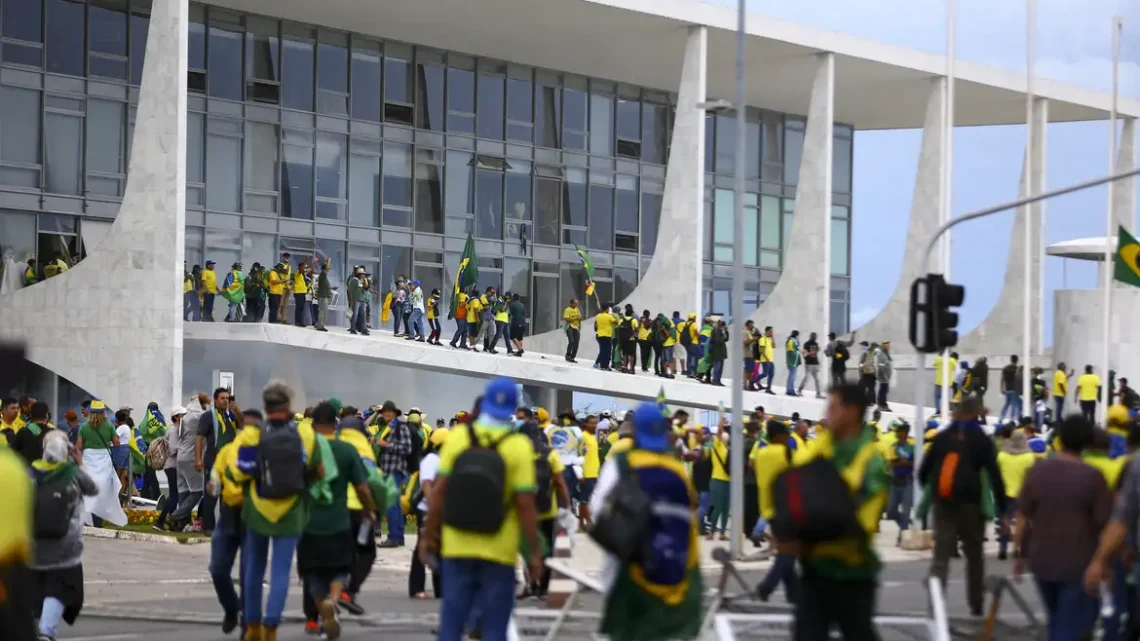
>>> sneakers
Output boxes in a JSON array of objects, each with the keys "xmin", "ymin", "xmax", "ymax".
[
  {"xmin": 317, "ymin": 597, "xmax": 341, "ymax": 641},
  {"xmin": 336, "ymin": 591, "xmax": 364, "ymax": 616}
]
※
▶ REQUIRED WORK
Format each line of the records above as a Markdown table with the columns "Row" and "Line". Skip blank lines and leave out the pictures.

▶ TASK RESULT
| Row | Line |
|---|---|
| 1 | >>> sneakers |
| 2 | Output boxes in a JSON array of objects, each with the keys "xmin", "ymin", "xmax", "ymax". |
| 3 | [ |
| 4 |   {"xmin": 317, "ymin": 597, "xmax": 341, "ymax": 641}, |
| 5 |   {"xmin": 336, "ymin": 591, "xmax": 364, "ymax": 616} |
| 6 | ] |